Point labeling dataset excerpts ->
┌──

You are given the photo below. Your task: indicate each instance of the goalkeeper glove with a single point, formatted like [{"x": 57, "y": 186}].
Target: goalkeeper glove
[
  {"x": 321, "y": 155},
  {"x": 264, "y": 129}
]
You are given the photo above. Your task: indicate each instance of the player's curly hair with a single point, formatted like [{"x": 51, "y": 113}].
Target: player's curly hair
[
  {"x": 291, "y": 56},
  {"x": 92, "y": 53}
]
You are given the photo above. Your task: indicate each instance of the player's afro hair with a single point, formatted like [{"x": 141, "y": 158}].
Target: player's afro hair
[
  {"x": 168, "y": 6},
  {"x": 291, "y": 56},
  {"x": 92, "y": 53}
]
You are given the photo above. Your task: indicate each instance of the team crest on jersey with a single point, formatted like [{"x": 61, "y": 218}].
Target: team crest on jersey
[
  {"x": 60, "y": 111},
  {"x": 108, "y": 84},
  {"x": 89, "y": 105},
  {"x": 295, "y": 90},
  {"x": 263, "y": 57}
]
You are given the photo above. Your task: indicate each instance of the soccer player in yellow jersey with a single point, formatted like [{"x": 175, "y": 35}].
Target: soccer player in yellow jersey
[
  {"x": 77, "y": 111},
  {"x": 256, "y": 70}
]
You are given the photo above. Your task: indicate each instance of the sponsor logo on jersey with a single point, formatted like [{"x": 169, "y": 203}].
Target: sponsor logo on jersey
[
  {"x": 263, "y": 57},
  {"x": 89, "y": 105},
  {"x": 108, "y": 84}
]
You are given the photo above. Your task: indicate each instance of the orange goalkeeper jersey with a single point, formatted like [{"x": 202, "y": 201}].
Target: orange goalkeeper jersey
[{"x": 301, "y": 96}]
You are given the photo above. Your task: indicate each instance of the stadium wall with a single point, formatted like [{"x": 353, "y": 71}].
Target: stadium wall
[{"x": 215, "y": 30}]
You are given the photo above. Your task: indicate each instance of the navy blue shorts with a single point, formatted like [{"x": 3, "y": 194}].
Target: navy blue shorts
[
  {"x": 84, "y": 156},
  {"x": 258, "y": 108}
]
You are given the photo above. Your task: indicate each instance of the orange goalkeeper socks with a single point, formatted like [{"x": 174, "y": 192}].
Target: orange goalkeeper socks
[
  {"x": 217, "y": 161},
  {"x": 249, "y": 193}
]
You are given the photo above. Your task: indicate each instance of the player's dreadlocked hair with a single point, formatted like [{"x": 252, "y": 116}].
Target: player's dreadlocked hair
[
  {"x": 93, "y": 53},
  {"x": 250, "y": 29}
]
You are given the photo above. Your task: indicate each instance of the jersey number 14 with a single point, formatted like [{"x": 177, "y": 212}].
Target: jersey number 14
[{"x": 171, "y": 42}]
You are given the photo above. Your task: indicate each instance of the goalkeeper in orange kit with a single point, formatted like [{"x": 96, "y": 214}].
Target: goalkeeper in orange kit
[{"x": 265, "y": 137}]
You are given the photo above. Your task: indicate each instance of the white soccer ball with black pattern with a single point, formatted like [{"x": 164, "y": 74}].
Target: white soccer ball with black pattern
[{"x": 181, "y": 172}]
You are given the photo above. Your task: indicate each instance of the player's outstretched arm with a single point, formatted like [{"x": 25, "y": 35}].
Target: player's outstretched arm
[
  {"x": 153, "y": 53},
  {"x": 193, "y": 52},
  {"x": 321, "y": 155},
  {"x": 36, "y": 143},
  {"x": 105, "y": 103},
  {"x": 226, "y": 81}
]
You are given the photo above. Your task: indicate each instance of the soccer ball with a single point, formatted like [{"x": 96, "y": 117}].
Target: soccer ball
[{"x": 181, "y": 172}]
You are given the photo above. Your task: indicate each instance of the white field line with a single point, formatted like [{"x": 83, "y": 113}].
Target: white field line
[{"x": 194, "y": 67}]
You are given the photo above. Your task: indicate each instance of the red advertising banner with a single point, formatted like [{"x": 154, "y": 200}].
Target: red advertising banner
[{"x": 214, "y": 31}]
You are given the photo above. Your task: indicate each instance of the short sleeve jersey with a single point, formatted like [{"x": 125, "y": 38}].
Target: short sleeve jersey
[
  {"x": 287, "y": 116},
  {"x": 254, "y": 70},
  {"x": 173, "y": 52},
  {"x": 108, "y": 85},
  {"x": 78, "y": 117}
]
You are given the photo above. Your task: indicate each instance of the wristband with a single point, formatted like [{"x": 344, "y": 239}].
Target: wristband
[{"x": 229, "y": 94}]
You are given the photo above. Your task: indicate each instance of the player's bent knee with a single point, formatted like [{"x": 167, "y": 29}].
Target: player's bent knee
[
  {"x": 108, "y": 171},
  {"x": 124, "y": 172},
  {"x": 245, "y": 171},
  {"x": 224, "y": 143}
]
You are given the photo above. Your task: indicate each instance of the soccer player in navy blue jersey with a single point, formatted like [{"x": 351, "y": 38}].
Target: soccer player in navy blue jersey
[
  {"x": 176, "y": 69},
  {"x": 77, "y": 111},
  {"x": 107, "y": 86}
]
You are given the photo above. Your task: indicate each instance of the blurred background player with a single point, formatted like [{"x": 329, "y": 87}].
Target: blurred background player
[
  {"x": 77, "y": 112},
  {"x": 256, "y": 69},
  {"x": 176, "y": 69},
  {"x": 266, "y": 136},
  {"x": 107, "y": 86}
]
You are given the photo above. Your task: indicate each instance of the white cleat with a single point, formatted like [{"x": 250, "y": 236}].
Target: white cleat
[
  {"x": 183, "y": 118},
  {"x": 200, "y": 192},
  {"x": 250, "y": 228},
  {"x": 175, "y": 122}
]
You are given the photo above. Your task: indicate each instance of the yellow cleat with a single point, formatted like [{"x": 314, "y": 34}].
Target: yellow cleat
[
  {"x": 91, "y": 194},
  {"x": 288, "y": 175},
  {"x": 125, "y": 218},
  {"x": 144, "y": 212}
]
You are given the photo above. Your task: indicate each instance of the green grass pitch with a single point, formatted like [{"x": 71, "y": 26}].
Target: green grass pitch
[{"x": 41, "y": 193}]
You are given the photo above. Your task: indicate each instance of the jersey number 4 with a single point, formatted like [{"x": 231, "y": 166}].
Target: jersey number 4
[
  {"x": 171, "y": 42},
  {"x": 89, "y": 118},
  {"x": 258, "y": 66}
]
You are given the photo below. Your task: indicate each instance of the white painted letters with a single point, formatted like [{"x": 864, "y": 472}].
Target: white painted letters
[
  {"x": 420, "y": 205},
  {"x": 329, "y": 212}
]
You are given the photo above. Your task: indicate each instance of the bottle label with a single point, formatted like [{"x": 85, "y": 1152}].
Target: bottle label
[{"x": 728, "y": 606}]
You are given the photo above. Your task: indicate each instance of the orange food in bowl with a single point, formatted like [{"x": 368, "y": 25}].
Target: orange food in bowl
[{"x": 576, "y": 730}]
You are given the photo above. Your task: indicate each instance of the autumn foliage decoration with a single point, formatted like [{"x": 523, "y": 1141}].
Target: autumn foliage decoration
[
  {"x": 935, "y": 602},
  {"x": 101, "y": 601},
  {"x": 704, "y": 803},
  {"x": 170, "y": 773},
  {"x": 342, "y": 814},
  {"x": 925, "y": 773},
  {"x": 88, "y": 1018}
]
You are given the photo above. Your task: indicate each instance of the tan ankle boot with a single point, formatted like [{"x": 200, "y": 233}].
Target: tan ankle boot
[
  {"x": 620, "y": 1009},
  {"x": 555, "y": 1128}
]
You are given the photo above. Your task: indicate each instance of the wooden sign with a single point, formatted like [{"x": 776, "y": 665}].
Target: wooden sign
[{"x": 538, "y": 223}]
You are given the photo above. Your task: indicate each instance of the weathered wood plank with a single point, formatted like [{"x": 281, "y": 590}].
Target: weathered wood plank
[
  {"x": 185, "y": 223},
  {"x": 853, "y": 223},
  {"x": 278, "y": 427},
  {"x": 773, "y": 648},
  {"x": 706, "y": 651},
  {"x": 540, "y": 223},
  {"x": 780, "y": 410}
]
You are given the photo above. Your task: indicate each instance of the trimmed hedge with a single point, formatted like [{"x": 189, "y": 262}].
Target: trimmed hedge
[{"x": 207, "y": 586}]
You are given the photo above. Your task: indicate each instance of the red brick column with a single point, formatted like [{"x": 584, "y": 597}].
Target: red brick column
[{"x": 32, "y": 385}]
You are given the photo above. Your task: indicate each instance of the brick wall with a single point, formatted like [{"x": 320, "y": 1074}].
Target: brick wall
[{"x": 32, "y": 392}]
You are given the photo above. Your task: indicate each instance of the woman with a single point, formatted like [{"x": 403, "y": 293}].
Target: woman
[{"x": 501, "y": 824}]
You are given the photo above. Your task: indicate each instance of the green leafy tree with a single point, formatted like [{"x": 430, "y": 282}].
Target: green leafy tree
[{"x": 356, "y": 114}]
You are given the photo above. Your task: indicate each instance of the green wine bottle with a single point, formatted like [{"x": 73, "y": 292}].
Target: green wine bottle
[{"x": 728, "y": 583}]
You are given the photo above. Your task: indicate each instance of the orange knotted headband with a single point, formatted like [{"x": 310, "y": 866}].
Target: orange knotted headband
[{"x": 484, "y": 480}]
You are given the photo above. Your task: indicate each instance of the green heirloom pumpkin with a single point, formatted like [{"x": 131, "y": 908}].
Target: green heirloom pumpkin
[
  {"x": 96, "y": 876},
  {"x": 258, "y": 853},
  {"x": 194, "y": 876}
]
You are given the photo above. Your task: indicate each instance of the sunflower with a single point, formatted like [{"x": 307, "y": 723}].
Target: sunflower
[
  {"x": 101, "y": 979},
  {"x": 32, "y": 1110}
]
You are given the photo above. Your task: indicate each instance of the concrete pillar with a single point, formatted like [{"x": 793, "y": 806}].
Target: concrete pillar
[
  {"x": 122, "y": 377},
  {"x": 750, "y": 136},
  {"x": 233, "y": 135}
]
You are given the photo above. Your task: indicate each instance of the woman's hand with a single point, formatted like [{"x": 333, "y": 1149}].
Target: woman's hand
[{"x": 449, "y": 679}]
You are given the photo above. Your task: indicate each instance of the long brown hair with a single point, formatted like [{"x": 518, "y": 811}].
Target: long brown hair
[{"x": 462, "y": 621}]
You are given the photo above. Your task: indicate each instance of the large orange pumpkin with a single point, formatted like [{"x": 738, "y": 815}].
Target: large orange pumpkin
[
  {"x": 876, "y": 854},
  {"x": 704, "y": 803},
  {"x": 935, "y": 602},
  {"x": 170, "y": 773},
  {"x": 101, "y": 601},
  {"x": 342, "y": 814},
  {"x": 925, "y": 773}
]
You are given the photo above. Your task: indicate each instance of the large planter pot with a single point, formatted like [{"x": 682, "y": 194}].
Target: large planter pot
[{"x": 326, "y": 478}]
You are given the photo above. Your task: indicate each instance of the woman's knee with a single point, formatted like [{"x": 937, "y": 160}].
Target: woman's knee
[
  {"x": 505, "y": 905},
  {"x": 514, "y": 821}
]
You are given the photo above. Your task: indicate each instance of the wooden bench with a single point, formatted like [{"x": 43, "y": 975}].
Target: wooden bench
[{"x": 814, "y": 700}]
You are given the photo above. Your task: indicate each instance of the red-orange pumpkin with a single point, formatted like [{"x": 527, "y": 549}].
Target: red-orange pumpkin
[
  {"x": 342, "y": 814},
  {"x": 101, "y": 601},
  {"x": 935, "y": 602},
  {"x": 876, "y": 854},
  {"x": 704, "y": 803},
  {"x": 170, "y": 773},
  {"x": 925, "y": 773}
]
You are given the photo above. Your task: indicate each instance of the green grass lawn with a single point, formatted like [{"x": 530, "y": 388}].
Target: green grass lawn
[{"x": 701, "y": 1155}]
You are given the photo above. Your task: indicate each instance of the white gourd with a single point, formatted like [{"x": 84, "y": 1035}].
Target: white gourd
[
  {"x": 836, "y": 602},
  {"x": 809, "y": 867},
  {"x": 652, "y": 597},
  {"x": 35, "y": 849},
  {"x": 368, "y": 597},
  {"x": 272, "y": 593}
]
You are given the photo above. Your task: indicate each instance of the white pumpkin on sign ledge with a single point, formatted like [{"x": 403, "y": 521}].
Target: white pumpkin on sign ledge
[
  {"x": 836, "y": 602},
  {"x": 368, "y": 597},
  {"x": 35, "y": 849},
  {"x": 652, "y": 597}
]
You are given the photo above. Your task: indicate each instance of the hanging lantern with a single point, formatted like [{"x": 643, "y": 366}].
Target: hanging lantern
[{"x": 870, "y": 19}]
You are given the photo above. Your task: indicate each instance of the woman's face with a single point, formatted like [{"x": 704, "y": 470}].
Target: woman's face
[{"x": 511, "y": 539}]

└──

Stated task -> Repeat word for word each line from the one with "the white pumpkin" to the end of the records above, inclusive.

Answer ->
You are given the photo above. Your task: indicate each instance of the white pumpkin on sign ledge with a single point, formatted like [{"x": 403, "y": 521}].
Target: white pumpkin on sign ledge
[
  {"x": 836, "y": 602},
  {"x": 368, "y": 597},
  {"x": 35, "y": 849},
  {"x": 652, "y": 597}
]
You are given the photo above. Your task: indicate each instance of the hanging lantern with a single point, formatted like [{"x": 643, "y": 366}].
Target: hanging lantern
[{"x": 870, "y": 19}]
You are given the photo above. Your task: indicate each instance of the woman's face with a single point, formatted like [{"x": 704, "y": 470}].
Target: woman's face
[{"x": 511, "y": 539}]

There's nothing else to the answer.